Given request 1: Extract each line from the rows below that contains the string "light".

═══ Document section

Paper ID: 1216
Title: Geometric optimisation on positive definite matrices with application to elliptically contoured distributions
Reviews

Submitted by Assigned_Reviewer_6

Q1: Comments to author(s). First provide a summary of the paper, and then address the following criteria: Quality, clarity, originality and significance. (For detailed reviewing guidelines, see http://nips.cc/PaperInformation/ReviewerInstructions)
The bottom line of this paper is an efficient algorithm for finding maximum likelihood estimators for "elliptically contoured distributions", a class of densities that includes the Gaussian and various generalizations of it. For the Gaussian itself, that optimization is straightforward, it's the generalizations where the new algorithm provides real advantages.

One could argue that this focus on a relatively arcane family of distributions (Kotz-type) limits the utility of this paper. But I think it's actually the other way round: The paper may spark new interest at NIPS in these models. Another argument in favour of this paper, entirely separate from this issue, is that it provides several interesting new theorems along the wayside: Two Theorems (1 and 4) helping in the construction and identification of geodesically convex functions, and existence theorems (7 and 9) for the maximum of the likelihood.

I'm not a specialist in this area, so I would be grateful if the authors could answer the following questions to make sure I don't misunderstand:

1) I assume line 278 contains a typo? It should be D_S := Diag[ h(x'_i * S * x_i) ], as opposed to current form of D_S := Diag[ x'_i * S * x_i ] ? With that, since h(A) = I for the Gaussian, iteration 16 for the Gaussian is simply the classic maximum likelihood estimate S = 2/n XX' ? This might be a good mental guardrail to mention at this point in the paper.

2) For the Gaussian, there exists a conjugate prior (the inverse Wishart) for S which turns (4) into a maximum a posteriori estimate and ensure identifiability. Is there a similar solution for the Kotz-type distributions? The reason I'm asking is that this would make Lemma 8 less important, which would be nice since assumption (13) and the requirement that the data span the whole space is restrictive, in particular with regard to nonparametric formulations.
Q2: Please summarize your review in 1-2 sentences
A theoretical paper about an efficient likelihood maximization method for a rarely studied class of distributions, with several nontrivial theorems as byproducts. Not typical for NIPS, but an interesting read.

══════

Given request 2: Supply the text that would follow the final sentence of the paper review above.

═══ Exercise inputs

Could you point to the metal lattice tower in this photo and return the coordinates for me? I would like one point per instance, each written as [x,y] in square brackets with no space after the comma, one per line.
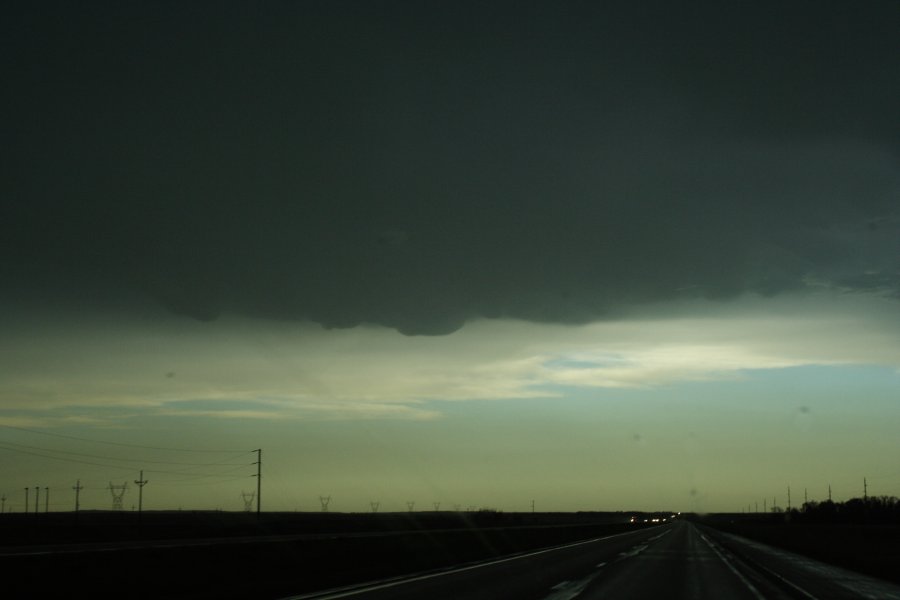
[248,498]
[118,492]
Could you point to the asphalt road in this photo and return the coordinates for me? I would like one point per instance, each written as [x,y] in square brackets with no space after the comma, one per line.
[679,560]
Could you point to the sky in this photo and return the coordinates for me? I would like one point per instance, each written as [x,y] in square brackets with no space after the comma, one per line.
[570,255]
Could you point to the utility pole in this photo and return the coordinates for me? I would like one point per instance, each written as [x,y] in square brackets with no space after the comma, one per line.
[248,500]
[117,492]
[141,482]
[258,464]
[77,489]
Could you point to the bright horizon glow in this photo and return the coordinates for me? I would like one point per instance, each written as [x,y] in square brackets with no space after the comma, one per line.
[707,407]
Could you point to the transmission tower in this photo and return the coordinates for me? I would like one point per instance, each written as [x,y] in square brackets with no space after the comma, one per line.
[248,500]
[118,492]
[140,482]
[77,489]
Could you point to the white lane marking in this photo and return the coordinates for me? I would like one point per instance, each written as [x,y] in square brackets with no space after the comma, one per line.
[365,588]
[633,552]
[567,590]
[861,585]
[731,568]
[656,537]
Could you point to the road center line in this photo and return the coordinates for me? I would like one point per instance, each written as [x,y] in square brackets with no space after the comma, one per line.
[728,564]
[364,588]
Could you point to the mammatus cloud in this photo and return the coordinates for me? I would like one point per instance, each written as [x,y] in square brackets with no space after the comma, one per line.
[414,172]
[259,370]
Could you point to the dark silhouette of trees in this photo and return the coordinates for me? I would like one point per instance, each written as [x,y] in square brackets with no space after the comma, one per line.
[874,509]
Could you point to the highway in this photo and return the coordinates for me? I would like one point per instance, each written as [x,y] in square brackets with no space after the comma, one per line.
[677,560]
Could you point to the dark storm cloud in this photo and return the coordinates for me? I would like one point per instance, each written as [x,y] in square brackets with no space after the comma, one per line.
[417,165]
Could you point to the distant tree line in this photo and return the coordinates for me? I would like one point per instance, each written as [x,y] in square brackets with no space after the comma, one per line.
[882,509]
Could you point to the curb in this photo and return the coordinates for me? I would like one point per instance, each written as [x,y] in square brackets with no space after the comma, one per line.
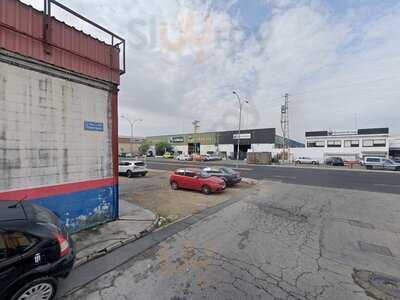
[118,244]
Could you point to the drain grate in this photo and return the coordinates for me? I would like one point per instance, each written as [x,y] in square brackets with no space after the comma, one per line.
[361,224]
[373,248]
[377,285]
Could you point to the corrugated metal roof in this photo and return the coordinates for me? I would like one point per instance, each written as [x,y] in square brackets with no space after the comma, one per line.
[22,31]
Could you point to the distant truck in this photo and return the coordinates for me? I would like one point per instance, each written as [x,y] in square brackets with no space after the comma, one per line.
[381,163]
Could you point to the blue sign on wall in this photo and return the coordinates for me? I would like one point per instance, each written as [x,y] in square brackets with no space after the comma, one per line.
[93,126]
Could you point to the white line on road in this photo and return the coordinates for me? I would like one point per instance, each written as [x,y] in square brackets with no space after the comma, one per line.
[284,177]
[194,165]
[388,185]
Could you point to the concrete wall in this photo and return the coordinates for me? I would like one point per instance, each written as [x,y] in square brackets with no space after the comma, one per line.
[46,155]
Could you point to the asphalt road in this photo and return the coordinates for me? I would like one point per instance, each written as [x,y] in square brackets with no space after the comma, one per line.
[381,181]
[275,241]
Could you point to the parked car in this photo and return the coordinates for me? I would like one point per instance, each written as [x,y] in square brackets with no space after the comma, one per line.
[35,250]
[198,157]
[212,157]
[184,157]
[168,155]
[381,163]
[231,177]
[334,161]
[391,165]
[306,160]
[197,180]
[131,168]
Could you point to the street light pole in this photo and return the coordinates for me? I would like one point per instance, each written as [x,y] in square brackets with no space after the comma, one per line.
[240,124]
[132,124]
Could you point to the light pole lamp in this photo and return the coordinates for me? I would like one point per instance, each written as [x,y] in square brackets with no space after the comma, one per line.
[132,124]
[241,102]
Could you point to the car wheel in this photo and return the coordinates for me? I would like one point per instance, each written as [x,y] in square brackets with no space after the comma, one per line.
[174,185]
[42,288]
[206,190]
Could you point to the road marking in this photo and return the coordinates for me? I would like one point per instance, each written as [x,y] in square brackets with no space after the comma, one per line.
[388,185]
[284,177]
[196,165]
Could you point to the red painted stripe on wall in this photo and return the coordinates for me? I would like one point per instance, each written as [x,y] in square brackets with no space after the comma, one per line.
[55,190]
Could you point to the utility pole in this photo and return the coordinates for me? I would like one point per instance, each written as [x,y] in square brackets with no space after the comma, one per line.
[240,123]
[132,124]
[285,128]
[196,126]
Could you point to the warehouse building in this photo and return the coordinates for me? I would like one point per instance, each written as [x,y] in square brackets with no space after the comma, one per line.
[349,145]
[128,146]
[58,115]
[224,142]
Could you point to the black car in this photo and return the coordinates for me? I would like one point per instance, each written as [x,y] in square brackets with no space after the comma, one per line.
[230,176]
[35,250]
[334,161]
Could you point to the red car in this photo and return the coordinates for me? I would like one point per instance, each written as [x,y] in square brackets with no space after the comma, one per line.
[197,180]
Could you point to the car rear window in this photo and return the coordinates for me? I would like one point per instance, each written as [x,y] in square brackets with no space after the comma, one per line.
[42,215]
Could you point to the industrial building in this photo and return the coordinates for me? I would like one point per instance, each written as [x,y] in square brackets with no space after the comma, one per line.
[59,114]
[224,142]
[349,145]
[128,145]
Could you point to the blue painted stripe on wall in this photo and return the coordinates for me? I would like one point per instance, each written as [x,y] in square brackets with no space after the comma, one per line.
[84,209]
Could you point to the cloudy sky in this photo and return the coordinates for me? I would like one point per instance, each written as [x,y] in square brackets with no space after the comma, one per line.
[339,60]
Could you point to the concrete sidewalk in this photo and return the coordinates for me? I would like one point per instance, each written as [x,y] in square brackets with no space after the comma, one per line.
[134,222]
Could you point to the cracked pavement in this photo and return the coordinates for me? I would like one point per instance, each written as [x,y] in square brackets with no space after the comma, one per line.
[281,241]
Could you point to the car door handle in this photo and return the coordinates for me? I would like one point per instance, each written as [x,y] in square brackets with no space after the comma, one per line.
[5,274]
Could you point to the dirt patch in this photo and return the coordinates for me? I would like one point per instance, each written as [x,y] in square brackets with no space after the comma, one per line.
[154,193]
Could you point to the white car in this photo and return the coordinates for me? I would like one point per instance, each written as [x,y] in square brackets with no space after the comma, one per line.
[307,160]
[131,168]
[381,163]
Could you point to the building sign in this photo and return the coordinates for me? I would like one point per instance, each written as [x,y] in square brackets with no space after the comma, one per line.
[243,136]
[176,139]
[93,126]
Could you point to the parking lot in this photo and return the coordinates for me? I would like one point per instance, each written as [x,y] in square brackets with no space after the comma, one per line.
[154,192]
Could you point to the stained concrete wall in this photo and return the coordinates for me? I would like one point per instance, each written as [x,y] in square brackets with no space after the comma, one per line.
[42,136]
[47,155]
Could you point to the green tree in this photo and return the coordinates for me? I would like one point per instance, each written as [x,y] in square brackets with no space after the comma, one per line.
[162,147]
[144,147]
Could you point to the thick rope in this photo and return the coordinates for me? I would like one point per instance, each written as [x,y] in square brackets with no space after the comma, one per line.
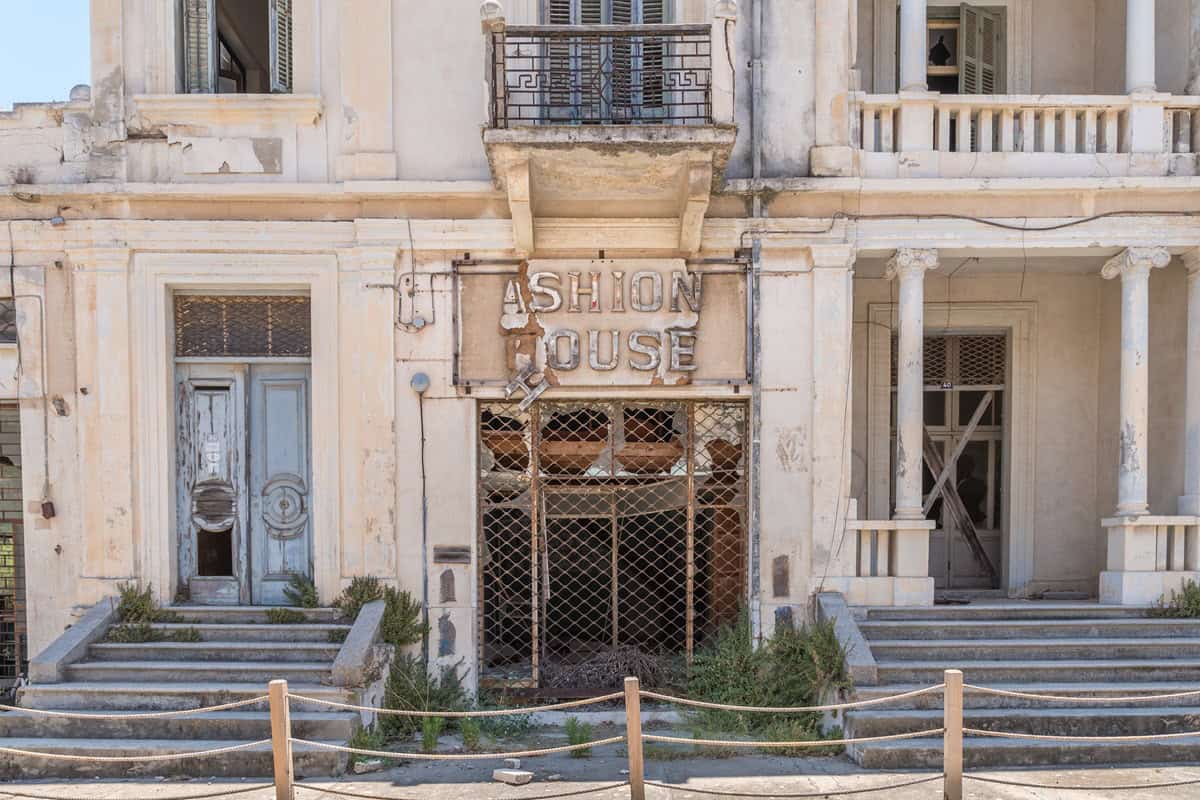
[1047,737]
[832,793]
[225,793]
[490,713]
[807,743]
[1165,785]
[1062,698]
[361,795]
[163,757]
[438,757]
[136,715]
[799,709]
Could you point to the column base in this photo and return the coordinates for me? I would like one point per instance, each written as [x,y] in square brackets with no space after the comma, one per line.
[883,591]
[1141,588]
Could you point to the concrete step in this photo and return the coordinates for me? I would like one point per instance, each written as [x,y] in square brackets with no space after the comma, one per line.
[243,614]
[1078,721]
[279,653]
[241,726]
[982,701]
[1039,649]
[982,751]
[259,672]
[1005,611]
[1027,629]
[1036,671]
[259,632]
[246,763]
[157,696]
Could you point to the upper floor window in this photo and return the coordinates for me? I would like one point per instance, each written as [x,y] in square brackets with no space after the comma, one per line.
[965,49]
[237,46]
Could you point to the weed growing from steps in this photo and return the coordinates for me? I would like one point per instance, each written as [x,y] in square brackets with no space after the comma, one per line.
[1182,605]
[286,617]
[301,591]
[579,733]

══════

Final result 1:
Could you point to the street light pole in this photo and return the coordinates for me? I would like one point per instance, each written as [x,y] in square brackets with no space after the comma, one per line.
Could you point to the light pole lamp in this photo and return the coordinates for me? I would like one point per instance, each written as [x,y] in square brackets with no space after the comma, one per line.

Final result 2:
Submitted by Assigned_Reviewer_7

Q1: Comments to author(s). First provide a summary of the paper, and then address the following criteria: Quality, clarity, originality and significance. (For detailed reviewing guidelines, see http://nips.cc/PaperInformation/ReviewerInstructions)
The paper develops new and general tools for geodesically convex functions (that is functions defined on C^2 Riemannian manifolds, which are convex "with respect to geodesics", see Definition 3). In particular, the case of the manifold of HD matrices is considered.
Moreover, from the algorithmic point of view, the authors study the fixed point iteration, deriving necessary conditions to ensure that a map is contractive.
In my opinion this is a very good paper.
The paper is very clear and well-written, and organized.
It presents an original point of view to study new and already known results from a more general perspective.

Minor comments:
line 113: it could be interesting to relate geodesic convexity with other notions of generalized convexity (see e.g. invexity)
line 124: I think it i s better to state that P_d is the convex cone of positive definite matrices.
line 287: I think it is not correct to say that (17) is not a fixed point iteration, since it is indeed a fixed point iteration. In my opinion it would be better to say that the map is not contractive with respect to the euclidean metric.
Q2: Please summarize your review in 1-2 sentences
I think that this paper presents new original ideas which are relevant for optimization over the set of positive definite matrices. Moreover, it is very clearly written.

Submitted by Assigned_Reviewer_8

Q1: Comments to author(s). First provide a summary of the paper, and then address the following criteria: Quality, clarity, originality and significance. (For detailed reviewing guidelines, see http://nips.cc/PaperInformation/ReviewerInstructions)
Summary of the paper
The paper proposes a framework for optimizing (potentially non-convex) functions on the space of hermititian positive definite matrices. This framework makes use of convexity, with respect to geodesics, to empirically estimate the parameters of elliptically contoured distributions based on the minimization of the negative log-likelihood. For this sake, a fixed point algorithm is derived as well as its convergence guarantees. Theoretical tools that help to recognize such geodesical convex functions are given. Finally, numerical experiments illustrate proposed algorithm.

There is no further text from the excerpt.